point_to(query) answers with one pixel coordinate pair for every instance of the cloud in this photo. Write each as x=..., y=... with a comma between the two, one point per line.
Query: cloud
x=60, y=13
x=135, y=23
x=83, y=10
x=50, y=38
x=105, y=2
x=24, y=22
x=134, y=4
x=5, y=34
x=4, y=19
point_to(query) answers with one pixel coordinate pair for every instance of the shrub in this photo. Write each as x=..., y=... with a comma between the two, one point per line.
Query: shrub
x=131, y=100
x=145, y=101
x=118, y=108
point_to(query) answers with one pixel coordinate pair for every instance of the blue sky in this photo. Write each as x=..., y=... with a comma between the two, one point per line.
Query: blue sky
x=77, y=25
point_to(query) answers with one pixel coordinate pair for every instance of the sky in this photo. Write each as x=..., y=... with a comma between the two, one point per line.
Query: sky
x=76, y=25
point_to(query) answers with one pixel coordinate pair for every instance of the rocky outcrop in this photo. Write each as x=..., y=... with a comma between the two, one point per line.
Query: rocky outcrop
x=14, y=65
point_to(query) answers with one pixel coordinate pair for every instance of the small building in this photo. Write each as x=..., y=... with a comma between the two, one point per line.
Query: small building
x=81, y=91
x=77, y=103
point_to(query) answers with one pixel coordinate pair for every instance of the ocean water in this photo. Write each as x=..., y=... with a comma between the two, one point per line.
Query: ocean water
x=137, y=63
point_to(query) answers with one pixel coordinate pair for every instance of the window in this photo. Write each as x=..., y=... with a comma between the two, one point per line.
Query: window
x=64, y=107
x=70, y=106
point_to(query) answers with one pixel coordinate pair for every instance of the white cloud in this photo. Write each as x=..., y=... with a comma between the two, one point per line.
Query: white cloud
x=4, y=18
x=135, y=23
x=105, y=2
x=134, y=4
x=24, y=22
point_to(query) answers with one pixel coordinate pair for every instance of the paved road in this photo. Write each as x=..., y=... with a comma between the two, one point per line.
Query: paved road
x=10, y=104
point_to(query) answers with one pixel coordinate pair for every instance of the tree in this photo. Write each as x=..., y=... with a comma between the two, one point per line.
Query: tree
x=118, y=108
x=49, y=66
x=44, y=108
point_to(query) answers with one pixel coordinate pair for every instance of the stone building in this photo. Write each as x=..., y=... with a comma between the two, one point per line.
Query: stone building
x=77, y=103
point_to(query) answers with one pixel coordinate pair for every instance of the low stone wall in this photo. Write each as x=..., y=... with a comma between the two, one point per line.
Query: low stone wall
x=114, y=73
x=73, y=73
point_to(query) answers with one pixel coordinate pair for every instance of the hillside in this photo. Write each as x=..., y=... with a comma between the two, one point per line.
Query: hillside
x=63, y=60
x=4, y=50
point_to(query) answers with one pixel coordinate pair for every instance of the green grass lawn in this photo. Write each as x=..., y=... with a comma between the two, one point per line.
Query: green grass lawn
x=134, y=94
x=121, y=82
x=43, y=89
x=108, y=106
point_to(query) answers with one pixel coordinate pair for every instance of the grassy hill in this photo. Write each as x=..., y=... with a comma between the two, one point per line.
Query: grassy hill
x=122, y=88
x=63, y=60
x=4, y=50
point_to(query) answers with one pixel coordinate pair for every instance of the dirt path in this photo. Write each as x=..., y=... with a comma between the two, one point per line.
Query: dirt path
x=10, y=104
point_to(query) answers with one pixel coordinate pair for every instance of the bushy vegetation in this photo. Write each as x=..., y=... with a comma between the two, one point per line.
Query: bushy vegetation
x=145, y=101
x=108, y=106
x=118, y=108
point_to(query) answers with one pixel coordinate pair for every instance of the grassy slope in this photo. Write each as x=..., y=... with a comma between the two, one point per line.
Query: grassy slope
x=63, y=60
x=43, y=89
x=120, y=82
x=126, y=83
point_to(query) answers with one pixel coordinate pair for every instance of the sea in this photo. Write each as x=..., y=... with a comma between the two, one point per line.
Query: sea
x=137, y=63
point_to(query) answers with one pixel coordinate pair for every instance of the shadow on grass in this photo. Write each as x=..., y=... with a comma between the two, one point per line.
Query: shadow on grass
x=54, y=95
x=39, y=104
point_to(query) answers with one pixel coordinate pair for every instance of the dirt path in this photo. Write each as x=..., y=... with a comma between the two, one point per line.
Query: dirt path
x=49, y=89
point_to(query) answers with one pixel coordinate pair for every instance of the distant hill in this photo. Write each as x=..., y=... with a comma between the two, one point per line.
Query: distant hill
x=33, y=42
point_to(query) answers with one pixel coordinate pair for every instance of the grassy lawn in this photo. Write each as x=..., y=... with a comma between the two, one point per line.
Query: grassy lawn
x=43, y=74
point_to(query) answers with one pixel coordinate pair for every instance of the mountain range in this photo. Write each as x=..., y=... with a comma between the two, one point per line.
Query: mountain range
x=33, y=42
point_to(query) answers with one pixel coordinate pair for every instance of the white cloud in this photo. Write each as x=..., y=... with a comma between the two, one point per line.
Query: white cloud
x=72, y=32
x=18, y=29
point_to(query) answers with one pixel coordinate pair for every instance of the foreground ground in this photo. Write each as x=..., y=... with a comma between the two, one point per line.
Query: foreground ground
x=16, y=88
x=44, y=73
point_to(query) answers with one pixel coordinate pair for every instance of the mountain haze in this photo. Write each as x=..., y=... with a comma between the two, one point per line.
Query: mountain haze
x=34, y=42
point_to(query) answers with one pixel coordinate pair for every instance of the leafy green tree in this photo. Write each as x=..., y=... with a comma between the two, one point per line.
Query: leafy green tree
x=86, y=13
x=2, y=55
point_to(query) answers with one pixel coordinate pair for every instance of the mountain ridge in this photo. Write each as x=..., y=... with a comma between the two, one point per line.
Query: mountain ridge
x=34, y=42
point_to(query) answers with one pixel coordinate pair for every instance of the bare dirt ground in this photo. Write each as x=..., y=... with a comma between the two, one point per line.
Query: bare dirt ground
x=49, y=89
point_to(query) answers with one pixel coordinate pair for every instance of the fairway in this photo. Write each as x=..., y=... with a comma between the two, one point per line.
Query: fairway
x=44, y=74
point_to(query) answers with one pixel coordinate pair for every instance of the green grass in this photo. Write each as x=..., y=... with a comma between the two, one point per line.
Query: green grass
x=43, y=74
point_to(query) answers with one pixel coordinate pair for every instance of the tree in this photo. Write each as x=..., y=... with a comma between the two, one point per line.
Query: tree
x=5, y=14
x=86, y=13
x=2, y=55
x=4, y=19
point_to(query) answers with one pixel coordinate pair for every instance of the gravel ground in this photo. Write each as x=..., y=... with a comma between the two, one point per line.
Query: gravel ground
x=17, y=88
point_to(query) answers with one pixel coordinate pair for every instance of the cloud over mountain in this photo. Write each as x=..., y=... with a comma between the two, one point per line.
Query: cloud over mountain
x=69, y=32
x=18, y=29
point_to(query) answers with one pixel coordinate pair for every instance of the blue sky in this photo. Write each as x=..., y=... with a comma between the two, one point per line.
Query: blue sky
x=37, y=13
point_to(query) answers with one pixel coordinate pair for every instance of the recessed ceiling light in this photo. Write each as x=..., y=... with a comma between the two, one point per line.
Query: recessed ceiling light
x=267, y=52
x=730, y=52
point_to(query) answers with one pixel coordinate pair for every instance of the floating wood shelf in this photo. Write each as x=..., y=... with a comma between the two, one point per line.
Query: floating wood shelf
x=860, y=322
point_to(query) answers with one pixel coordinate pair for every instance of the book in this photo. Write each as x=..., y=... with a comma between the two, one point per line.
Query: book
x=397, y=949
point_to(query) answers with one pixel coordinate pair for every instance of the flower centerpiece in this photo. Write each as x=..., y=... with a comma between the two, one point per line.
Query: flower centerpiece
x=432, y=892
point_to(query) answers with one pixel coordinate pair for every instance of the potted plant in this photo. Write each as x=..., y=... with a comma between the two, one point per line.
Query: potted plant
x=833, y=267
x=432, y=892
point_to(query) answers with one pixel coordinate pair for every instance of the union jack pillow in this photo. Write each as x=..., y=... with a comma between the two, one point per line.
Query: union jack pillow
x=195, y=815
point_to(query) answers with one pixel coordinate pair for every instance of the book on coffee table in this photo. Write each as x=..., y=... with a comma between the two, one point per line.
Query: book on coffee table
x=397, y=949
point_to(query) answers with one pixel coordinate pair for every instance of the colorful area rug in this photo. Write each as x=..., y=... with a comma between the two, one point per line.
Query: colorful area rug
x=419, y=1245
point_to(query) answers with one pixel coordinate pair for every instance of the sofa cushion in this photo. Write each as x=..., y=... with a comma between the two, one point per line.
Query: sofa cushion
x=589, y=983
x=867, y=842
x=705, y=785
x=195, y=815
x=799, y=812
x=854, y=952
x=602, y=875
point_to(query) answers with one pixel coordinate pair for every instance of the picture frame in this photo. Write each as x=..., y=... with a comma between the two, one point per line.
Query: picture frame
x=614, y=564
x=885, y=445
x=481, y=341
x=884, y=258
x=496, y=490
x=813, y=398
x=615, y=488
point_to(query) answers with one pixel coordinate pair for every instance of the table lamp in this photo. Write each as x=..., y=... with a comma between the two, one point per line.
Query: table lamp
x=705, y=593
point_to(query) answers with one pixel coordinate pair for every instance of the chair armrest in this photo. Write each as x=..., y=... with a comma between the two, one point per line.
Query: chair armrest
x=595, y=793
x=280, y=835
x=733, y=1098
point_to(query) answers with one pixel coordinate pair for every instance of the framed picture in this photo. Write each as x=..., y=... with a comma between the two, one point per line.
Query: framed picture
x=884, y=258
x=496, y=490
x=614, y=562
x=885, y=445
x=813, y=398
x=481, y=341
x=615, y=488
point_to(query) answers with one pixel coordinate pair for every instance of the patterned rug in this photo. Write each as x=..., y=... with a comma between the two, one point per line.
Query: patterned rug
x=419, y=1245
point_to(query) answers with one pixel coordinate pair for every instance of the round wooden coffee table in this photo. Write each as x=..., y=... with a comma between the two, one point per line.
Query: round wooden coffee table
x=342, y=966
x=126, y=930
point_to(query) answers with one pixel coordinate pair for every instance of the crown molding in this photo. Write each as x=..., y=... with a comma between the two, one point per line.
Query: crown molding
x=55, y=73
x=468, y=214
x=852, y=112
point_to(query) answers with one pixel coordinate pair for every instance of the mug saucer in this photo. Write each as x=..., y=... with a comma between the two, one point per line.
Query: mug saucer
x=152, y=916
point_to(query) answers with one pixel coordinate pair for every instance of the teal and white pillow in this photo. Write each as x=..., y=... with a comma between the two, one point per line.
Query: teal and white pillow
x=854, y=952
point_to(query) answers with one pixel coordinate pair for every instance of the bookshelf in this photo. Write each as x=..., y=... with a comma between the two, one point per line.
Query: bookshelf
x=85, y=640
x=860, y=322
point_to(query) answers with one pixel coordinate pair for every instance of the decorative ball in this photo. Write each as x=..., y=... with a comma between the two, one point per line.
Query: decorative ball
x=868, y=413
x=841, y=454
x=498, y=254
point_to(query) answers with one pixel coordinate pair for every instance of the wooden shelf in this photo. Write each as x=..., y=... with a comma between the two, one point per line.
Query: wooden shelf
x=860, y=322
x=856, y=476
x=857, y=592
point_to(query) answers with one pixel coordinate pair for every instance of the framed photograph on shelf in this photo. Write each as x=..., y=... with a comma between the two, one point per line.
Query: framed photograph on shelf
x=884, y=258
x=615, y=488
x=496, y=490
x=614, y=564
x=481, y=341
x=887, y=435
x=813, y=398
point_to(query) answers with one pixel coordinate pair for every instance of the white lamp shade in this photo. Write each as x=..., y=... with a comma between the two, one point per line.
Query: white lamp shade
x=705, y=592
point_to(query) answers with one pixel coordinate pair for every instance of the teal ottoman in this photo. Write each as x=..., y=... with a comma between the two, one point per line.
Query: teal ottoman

·····

» Problem to work on: Write out every line of the entries that holds the word "ottoman".

» Written answer:
point_to(query) answers with one pixel coordinate pair for every instance of the teal ottoman in this photo. Write each as x=..., y=... with a comma between the two, one point per line.
Query: teal ottoman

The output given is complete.